TEXT PASSAGE:
_____

High Temperature Corrosion - Why Do This Happen to my Equipment?
Rodger Seeley - Hendrickson International Corp.First let us define "high temperature corrosion". It is anything that degrades equipment above 1000F.
We can illustrate "high temperature corrosion" as a football play in schematic, where the "environment team" is trying to invade the "metal" team's territory by penetrating the "surface" or scrimmage line. We can control the outcome of this by focusing our attention on the "magic triangle" of conditions: namely A) "Chemistry of the environment", B) "Time and Temperature of exposure", and C) "Material used for the Equipment".
Let's consider the common types of High Temperature Corrosion.
Oxidation:
Iron Oxide Formation
Nickel Oxide Formation
Cobalt Oxide Formation
Copper Oxide Formation
Aluminum Oxide Formation
Silicon Oxide Formation
These have been arranged in order of low to high free energies of formation, or less stable to most stable in the oxide form.
Sulfidation:
Sulfidation occurs in reducing, low oxygen environments. Sulfides are not strong and flake off their metal hosts easily. This form of corrosion blocks the formation of the more stable oxides, ties up chromium, and creates chromium depleted areas which then suffer from excessive oxidation corrosion.
Carburization:
Carburization occurs when there are high carbon gasses in the environment with high carbon potential. Most metal carbides form at grain boundries and cause low temperature brittleness. Interestingly at high temperatures these carbides are as ductile, and sometime stronger than the host metal without the carbides. The extreme form of carburization corrosion is referred to as "metal dusting". Smooth cavities are left as a result of such dusting.

_____

ENTRIES SUPPLIED:
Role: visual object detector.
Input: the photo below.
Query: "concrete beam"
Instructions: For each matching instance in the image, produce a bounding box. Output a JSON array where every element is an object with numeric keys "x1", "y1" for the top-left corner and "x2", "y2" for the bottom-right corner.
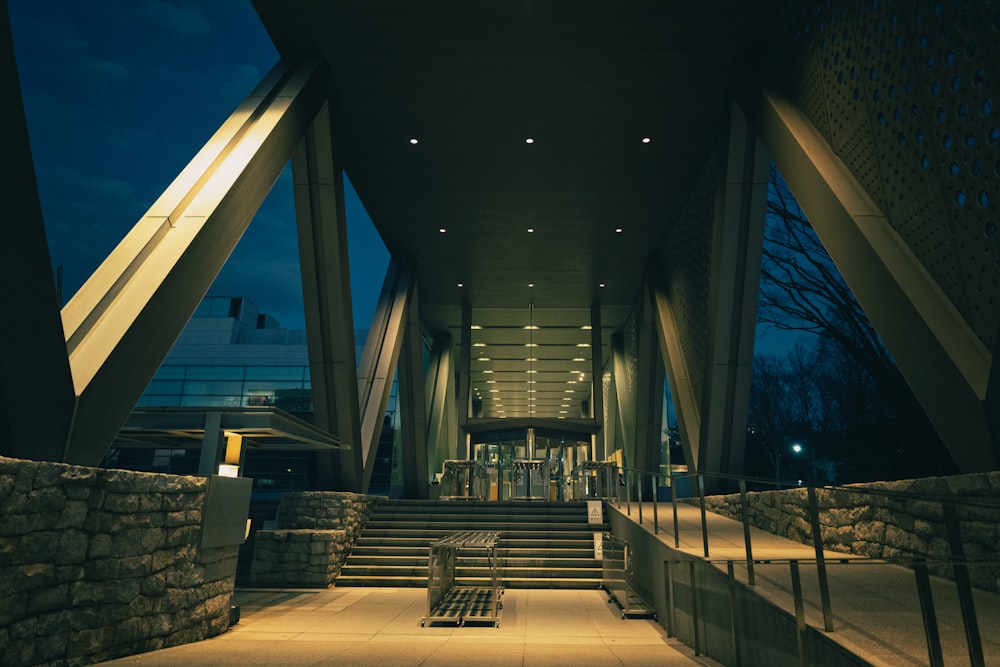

_____

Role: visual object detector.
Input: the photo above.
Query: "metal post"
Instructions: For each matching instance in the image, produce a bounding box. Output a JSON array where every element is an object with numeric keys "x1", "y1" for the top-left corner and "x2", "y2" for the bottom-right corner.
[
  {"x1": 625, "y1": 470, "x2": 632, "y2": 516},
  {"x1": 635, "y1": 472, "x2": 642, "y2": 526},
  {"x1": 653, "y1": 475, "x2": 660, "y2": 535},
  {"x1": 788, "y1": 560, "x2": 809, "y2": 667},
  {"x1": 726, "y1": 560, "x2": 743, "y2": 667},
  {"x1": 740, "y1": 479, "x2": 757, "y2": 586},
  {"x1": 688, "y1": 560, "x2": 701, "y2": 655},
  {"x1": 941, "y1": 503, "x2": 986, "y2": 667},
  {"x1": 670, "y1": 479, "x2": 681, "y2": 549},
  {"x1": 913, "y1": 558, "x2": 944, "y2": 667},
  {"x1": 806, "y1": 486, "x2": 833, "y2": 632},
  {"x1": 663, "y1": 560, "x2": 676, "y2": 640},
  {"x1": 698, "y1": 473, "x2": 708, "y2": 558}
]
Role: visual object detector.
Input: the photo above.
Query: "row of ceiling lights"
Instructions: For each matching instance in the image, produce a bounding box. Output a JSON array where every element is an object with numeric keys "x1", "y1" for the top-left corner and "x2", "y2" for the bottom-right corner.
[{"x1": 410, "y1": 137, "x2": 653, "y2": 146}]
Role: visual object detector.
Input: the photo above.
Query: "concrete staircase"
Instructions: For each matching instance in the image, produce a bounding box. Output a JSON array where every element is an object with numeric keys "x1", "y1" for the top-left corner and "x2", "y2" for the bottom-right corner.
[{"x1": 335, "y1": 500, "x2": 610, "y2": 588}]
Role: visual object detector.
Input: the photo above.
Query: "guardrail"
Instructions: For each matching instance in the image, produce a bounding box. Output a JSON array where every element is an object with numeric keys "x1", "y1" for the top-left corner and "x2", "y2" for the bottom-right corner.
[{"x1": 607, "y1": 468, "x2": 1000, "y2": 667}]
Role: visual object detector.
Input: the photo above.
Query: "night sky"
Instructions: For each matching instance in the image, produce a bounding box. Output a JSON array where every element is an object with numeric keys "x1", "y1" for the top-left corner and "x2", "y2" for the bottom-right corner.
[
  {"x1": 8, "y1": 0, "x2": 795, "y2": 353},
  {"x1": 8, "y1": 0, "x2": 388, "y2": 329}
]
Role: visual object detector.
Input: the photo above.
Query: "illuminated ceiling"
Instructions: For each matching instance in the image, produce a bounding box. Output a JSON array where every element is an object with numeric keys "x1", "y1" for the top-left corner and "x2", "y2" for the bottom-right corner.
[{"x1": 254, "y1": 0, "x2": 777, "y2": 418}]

_____

WRITTEN INSTRUCTION: Return the full high temperature corrosion article word for word. The material above is separate from the high temperature corrosion article.

EXERCISE RESPONSE:
High Temperature Corrosion - Why Do This Happen to my Equipment?
Rodger Seeley - Hendrickson International Corp.First let us define "high temperature corrosion". It is anything that degrades equipment above 1000F.
We can illustrate "high temperature corrosion" as a football play in schematic, where the "environment team" is trying to invade the "metal" team's territory by penetrating the "surface" or scrimmage line. We can control the outcome of this by focusing our attention on the "magic triangle" of conditions: namely A) "Chemistry of the environment", B) "Time and Temperature of exposure", and C) "Material used for the Equipment".
Let's consider the common types of High Temperature Corrosion.
Oxidation:
Iron Oxide Formation
Nickel Oxide Formation
Cobalt Oxide Formation
Copper Oxide Formation
Aluminum Oxide Formation
Silicon Oxide Formation
These have been arranged in order of low to high free energies of formation, or less stable to most stable in the oxide form.
Sulfidation:
Sulfidation occurs in reducing, low oxygen environments. Sulfides are not strong and flake off their metal hosts easily. This form of corrosion blocks the formation of the more stable oxides, ties up chromium, and creates chromium depleted areas which then suffer from excessive oxidation corrosion.
Carburization:
Carburization occurs when there are high carbon gasses in the environment with high carbon potential. Most metal carbides form at grain boundries and cause low temperature brittleness. Interestingly at high temperatures these carbides are as ductile, and sometime stronger than the host metal without the carbides. The extreme form of carburization corrosion is referred to as "metal dusting". Smooth cavities are left as a result of such dusting.